* **The problem**: Show each line below that contains the string "dark". Treat uppercase and lowercase letters as different.
# Data records start
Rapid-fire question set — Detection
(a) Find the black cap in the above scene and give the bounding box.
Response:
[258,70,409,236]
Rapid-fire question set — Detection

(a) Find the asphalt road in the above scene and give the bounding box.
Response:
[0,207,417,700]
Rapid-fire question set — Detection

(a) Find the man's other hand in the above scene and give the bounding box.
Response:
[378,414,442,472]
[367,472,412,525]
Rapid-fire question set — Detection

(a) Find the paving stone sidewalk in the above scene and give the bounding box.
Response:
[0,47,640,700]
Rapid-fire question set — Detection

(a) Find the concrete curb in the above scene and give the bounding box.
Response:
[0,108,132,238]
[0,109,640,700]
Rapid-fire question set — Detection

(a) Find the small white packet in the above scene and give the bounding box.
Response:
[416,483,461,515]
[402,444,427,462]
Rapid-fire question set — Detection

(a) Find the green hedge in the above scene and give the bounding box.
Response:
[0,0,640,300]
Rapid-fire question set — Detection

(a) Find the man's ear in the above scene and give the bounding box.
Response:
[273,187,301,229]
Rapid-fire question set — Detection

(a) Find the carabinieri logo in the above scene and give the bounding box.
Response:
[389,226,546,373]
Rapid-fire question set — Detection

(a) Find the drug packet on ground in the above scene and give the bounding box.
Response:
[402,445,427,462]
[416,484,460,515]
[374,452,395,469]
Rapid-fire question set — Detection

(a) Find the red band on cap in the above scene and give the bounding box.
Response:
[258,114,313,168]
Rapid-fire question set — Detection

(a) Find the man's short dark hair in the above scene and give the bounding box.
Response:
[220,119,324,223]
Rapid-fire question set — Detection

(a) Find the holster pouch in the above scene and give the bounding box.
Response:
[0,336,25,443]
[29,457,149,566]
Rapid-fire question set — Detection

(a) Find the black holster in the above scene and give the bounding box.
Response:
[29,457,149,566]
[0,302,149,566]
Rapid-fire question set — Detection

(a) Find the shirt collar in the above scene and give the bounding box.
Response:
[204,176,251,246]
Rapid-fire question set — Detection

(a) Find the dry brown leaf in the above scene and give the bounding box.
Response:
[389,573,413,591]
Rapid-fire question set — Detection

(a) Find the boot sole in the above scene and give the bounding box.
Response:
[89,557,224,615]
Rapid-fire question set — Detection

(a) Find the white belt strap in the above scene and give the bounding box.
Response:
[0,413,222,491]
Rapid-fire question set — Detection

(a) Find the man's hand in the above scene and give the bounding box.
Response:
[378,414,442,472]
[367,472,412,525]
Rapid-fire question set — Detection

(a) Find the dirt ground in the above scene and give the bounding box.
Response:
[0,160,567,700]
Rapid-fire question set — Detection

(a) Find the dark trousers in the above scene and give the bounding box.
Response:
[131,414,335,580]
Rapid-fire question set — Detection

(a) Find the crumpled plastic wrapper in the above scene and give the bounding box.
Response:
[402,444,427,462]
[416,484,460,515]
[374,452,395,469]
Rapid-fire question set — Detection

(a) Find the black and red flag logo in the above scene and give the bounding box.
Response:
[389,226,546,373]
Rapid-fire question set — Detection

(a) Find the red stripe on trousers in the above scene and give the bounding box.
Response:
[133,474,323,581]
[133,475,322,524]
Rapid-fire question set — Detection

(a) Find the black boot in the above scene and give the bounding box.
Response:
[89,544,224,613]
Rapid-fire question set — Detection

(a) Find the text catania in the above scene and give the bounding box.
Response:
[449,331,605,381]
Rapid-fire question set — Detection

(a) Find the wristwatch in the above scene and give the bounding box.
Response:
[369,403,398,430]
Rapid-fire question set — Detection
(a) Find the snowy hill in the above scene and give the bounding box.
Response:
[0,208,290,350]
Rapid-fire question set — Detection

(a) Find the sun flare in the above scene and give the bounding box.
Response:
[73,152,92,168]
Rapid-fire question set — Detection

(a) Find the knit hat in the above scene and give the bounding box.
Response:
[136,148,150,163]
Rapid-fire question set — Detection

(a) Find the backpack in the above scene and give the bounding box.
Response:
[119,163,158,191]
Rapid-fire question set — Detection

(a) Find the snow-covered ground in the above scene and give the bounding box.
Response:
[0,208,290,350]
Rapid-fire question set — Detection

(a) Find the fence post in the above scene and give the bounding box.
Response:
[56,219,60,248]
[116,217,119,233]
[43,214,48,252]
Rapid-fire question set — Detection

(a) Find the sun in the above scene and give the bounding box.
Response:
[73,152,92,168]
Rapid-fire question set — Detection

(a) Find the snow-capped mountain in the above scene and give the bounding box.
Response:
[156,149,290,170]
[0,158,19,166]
# Data records end
* **Exercise result**:
(a) Find the man's short dark hair in the above scene and give the bounding box.
(a) Find the dark trousers in the above scene and give the bounding box.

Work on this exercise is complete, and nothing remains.